» **Arbeitsaufträge**:
a) Drucke aus dem Textauszug die Passage zwischen „Und wieder muss“ und „noch nicht entschieden.“ einschließlich, Wort für Wort.
b) Prüfe anhand des Textauszugs, ob die folgenden Aussagen zutreffen, und antworte jeweils mit Ja oder Nein samt den entscheidenden Worten als wörtlichem Zitat: (i) Der Nabu-Experte ist 50 Jahre alt. (ii) Das Verwaltungsgericht Frankfurt (Oder) gab der Klage gegen die Fördermengenerhöhung vollständig statt. (iii) Das Oberverwaltungsgericht Berlin-Brandenburg hat über die Zulassung der Berufung bereits entschieden.
c) Beantworte bitte nach dem Textauszug: In welchem Nabu-Kreisverband engagiert sich Marten Lange-Siebenthaler?
### Textauszug
Das Umweltministerium allerdings widerspricht: Der WSE habe bereits ab 2016 eine erhöhte Fördermenge beantragt, der Antrag sei im November 2019 „lediglich angepasst worden“, teilt deren stellvertretender Pressesprecher mit.

Auf dem gut gefüllten Parkplatz des Tesla-Werks steigt Marten Lange-Siebenthaler ins Auto. Der 50-jährige Familienvater mit langen grauen Haaren und Kapuzenpulli engagiert sich im Nabu-Kreisverband Fürstenwalde und ist Experte für Wasser und Grundwasser. Er holt eine Mappe mit bunten Schaubildern und Grafiken hervor und erklärt die Lage: wo Wasserentnahmestellen liegen und welches Gebiet sie abdecken. Es fallen Begriffe wie Geschiebemergelschicht, Grundwasserneubildungsraten, Wasserhaushaltsbilanzierung.

Zwar gehe die Genehmigungsbehörde methodisch richtig vor, aber jetzt gebe es eine neue Situation, so Siebenthaler: „Bedingt durch den Klimawandel haben wir erhöhte Durchschnittstemperaturen, längere Vegetationsperioden und eine deutlich höhere Verdunstung“, doziert er. „Das heißt, das Niederschlagswasser kommt gar nicht mehr im Grundwasser an. Darauf müssen wir bei der Genehmigungspraxis und bei den Wasserentnahmen reagieren. Aber während die Grundwasserstände runtergehen, wird die Fördermenge erhöht. Das passt nicht zusammen.“

Eine Maschine fällt im Dunkeln Bäume

Und wieder muss der Wald dran glauben: Rodungsarbeiten für die Tesla-Fabrikerweiterung Foto: dpa

Eine Klage gegen die Fördermengenerhöhung wies das Verwaltungsgericht Frankfurt (Oder) größtenteils ab mit der Begründung, inhaltlich sei alles in Ordnung. Die Umweltverbände beantragten beim Oberverwaltungsgericht Berlin-Brandenburg die Zulassung einer Berufung, doch das Gericht hat darüber noch nicht entschieden.
######
### Daten
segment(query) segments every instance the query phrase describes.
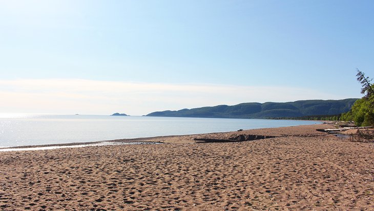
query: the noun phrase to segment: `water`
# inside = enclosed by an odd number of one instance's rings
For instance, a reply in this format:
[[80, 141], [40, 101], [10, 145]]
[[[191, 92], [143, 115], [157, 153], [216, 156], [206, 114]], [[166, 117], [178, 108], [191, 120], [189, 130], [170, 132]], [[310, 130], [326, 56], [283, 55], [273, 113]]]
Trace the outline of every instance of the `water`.
[[0, 114], [0, 147], [188, 135], [318, 122], [203, 118]]

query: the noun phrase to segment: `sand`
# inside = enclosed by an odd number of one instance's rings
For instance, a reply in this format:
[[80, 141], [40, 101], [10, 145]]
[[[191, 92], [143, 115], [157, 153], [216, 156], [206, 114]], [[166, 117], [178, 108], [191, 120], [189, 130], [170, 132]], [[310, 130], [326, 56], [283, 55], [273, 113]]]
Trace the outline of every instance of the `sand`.
[[[326, 124], [0, 153], [0, 209], [374, 210], [374, 145]], [[196, 143], [240, 134], [255, 141]]]

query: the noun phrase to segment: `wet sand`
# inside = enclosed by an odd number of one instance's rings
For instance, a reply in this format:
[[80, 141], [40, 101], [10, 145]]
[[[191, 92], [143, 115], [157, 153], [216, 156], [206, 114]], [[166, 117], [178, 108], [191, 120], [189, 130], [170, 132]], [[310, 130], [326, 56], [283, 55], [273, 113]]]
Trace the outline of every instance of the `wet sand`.
[[[0, 209], [374, 210], [374, 145], [327, 124], [0, 153]], [[254, 141], [196, 143], [240, 135]], [[117, 140], [120, 141], [120, 140]]]

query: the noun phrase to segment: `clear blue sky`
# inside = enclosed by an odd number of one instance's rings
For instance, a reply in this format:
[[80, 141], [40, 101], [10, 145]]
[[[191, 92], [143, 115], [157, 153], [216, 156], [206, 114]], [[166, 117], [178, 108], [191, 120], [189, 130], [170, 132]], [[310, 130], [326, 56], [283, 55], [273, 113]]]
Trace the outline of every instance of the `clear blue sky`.
[[[373, 11], [372, 1], [0, 1], [0, 112], [361, 97]], [[109, 88], [122, 92], [106, 98]], [[64, 106], [51, 108], [52, 95]]]

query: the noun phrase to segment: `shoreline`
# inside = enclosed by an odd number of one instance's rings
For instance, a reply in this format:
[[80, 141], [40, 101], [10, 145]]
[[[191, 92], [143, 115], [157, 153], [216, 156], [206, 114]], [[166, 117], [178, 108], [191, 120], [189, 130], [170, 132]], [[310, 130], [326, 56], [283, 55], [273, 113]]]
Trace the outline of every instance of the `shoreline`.
[[[320, 124], [330, 124], [332, 125], [330, 123], [326, 123], [326, 121], [315, 121], [315, 120], [302, 120], [302, 121], [314, 121], [314, 122], [321, 122]], [[302, 126], [302, 125], [296, 125], [296, 126]], [[279, 128], [287, 128], [288, 126], [283, 126], [283, 127], [279, 127]], [[271, 129], [273, 128], [259, 128], [259, 129], [249, 129], [249, 130], [244, 130], [242, 131], [245, 133], [247, 133], [248, 132], [250, 132], [252, 130], [260, 130], [260, 129]], [[204, 134], [227, 134], [227, 133], [235, 133], [235, 131], [228, 131], [228, 132], [213, 132], [213, 133], [202, 133], [202, 134], [186, 134], [186, 135], [167, 135], [167, 136], [153, 136], [153, 137], [139, 137], [139, 138], [123, 138], [123, 139], [113, 139], [113, 140], [101, 140], [101, 141], [85, 141], [85, 142], [71, 142], [71, 143], [55, 143], [55, 144], [37, 144], [37, 145], [22, 145], [22, 146], [9, 146], [9, 147], [0, 147], [0, 153], [2, 152], [9, 152], [9, 151], [7, 151], [7, 150], [12, 150], [12, 149], [35, 149], [34, 150], [44, 150], [44, 149], [38, 149], [38, 148], [42, 148], [42, 147], [59, 147], [61, 146], [66, 146], [66, 147], [68, 147], [69, 146], [73, 147], [84, 147], [84, 146], [79, 146], [81, 145], [87, 145], [90, 146], [91, 145], [95, 145], [97, 144], [98, 145], [100, 145], [100, 144], [101, 143], [106, 143], [106, 142], [123, 142], [123, 143], [131, 143], [131, 142], [157, 142], [157, 143], [164, 143], [163, 141], [164, 141], [165, 139], [167, 140], [170, 140], [170, 139], [185, 139], [186, 138], [190, 138], [189, 139], [191, 139], [191, 138], [196, 137], [199, 137], [202, 135], [203, 135]], [[194, 143], [195, 142], [195, 141], [193, 141], [191, 140], [190, 140], [190, 142], [191, 143]], [[110, 144], [102, 144], [102, 145], [110, 145]], [[51, 149], [53, 149], [55, 148], [51, 148]], [[58, 148], [55, 148], [58, 149]]]
[[[0, 209], [374, 209], [374, 144], [317, 131], [331, 128], [163, 137], [169, 144], [3, 152]], [[194, 140], [244, 134], [275, 137]]]

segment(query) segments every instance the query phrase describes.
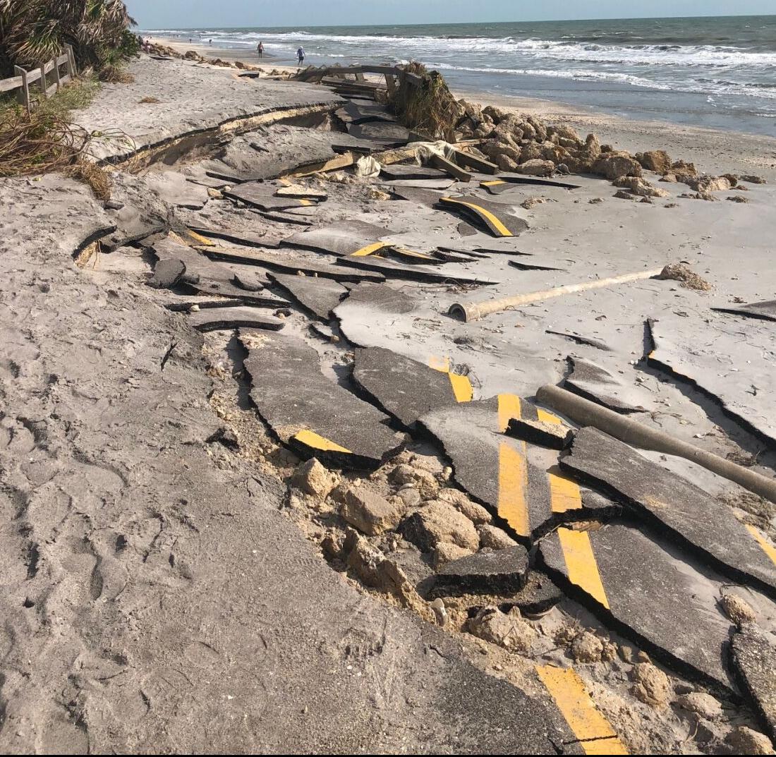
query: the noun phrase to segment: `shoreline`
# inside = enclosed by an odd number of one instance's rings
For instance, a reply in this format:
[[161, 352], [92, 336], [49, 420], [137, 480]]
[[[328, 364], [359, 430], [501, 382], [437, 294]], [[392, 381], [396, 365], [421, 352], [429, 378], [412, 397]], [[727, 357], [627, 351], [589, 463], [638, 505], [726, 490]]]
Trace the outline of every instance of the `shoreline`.
[[[265, 56], [259, 58], [255, 50], [182, 42], [165, 36], [147, 37], [185, 54], [193, 50], [202, 55], [223, 61], [241, 61], [250, 65], [265, 65], [282, 73], [295, 74], [299, 66], [285, 58]], [[285, 62], [284, 62], [285, 61]], [[601, 142], [632, 152], [666, 149], [675, 157], [695, 162], [711, 172], [757, 172], [769, 181], [776, 181], [776, 138], [758, 134], [729, 131], [704, 127], [667, 123], [615, 116], [593, 107], [563, 101], [517, 95], [497, 95], [476, 90], [452, 88], [458, 98], [480, 105], [492, 105], [513, 113], [524, 113], [550, 123], [563, 123], [580, 132], [595, 132]]]

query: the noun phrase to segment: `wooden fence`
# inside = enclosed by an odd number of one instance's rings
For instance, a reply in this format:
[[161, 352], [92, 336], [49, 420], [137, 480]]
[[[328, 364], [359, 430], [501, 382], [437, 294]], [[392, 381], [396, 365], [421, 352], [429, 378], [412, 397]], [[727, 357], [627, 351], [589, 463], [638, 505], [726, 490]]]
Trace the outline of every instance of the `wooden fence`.
[[[59, 92], [60, 87], [71, 81], [77, 73], [73, 48], [70, 45], [65, 45], [64, 47], [64, 52], [60, 56], [52, 58], [48, 63], [41, 64], [39, 68], [32, 71], [14, 66], [13, 71], [16, 75], [8, 79], [0, 79], [0, 92], [18, 89], [19, 102], [29, 111], [35, 106], [35, 89], [44, 98]], [[63, 66], [67, 67], [64, 72], [61, 71]], [[36, 84], [36, 88], [33, 88], [33, 97], [30, 98], [30, 85]]]

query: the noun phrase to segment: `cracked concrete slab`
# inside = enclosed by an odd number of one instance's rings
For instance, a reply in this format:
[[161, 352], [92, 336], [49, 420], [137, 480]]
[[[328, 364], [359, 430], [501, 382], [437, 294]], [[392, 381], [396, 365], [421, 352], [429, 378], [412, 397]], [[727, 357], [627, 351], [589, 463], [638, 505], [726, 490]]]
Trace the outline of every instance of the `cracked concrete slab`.
[[644, 412], [652, 404], [643, 391], [626, 384], [603, 366], [573, 355], [566, 359], [571, 373], [563, 386], [569, 391], [619, 413]]
[[365, 255], [384, 246], [376, 243], [389, 233], [384, 227], [364, 221], [342, 221], [299, 231], [285, 239], [283, 244], [336, 255]]
[[274, 187], [260, 182], [246, 182], [223, 190], [223, 196], [230, 200], [239, 200], [260, 210], [287, 210], [289, 208], [306, 207], [313, 204], [312, 200], [296, 197], [277, 197]]
[[436, 270], [433, 268], [429, 268], [428, 266], [407, 266], [393, 260], [386, 260], [385, 258], [371, 255], [363, 257], [348, 255], [338, 258], [337, 259], [337, 265], [346, 266], [350, 268], [379, 271], [387, 279], [408, 279], [411, 281], [450, 282], [460, 284], [486, 285], [498, 283], [497, 281], [492, 281], [488, 279], [480, 278], [480, 276], [449, 273], [446, 270]]
[[770, 322], [750, 319], [742, 338], [735, 322], [715, 318], [706, 328], [715, 338], [701, 342], [696, 325], [687, 320], [667, 313], [647, 321], [654, 346], [648, 363], [697, 387], [744, 429], [776, 447], [776, 394], [768, 389], [776, 346]]
[[237, 247], [209, 247], [203, 251], [215, 260], [239, 263], [242, 266], [257, 266], [269, 270], [296, 273], [302, 271], [310, 276], [334, 279], [335, 281], [382, 282], [385, 276], [374, 271], [350, 272], [346, 268], [331, 266], [318, 260], [309, 260], [286, 254], [285, 251], [265, 252], [259, 248], [250, 250]]
[[448, 373], [381, 347], [356, 348], [353, 380], [407, 428], [429, 411], [458, 401]]
[[525, 218], [509, 213], [509, 206], [499, 203], [466, 195], [442, 197], [439, 202], [449, 210], [463, 214], [494, 237], [516, 237], [528, 227]]
[[286, 290], [303, 307], [322, 321], [329, 321], [333, 311], [348, 293], [341, 284], [322, 276], [270, 273], [269, 277]]
[[[720, 581], [619, 523], [561, 527], [542, 540], [539, 555], [553, 580], [608, 627], [678, 672], [733, 688], [724, 662], [731, 626], [717, 602]], [[623, 569], [624, 560], [630, 568]]]
[[715, 570], [776, 595], [776, 564], [733, 509], [597, 429], [580, 429], [560, 467], [603, 488]]
[[754, 623], [744, 624], [733, 634], [730, 660], [736, 680], [776, 741], [776, 644], [770, 637]]
[[400, 147], [410, 141], [410, 130], [407, 127], [387, 121], [349, 123], [348, 134], [356, 139], [373, 142], [386, 148]]
[[564, 520], [590, 517], [573, 481], [557, 468], [557, 453], [505, 436], [514, 418], [555, 416], [515, 394], [431, 411], [420, 423], [442, 445], [460, 486], [530, 543]]
[[732, 315], [743, 315], [750, 318], [762, 318], [764, 321], [776, 321], [776, 300], [765, 300], [753, 302], [738, 307], [712, 307], [718, 313], [729, 313]]
[[286, 321], [256, 307], [206, 307], [189, 314], [189, 322], [197, 331], [226, 328], [261, 328], [277, 332]]
[[[404, 447], [389, 418], [320, 372], [318, 353], [295, 337], [241, 339], [259, 415], [297, 454], [328, 464], [370, 468]], [[258, 342], [258, 343], [257, 343]]]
######
» **Lösungen**:
a)
Und wieder muss der Wald dran glauben: Rodungsarbeiten für die Tesla-Fabrikerweiterung Foto: dpa

Eine Klage gegen die Fördermengenerhöhung wies das Verwaltungsgericht Frankfurt (Oder) größtenteils ab mit der Begründung, inhaltlich sei alles in Ordnung. Die Umweltverbände beantragten beim Oberverwaltungsgericht Berlin-Brandenburg die Zulassung einer Berufung, doch das Gericht hat darüber noch nicht entschieden.

b)
(i) Ja: „Der 50-jährige Familienvater“
(ii) Nein: „wies das Verwaltungsgericht Frankfurt (Oder) größtenteils ab“
(iii) Nein: „doch das Gericht hat darüber noch nicht entschieden“

c) Im Nabu-Kreisverband Fürstenwalde.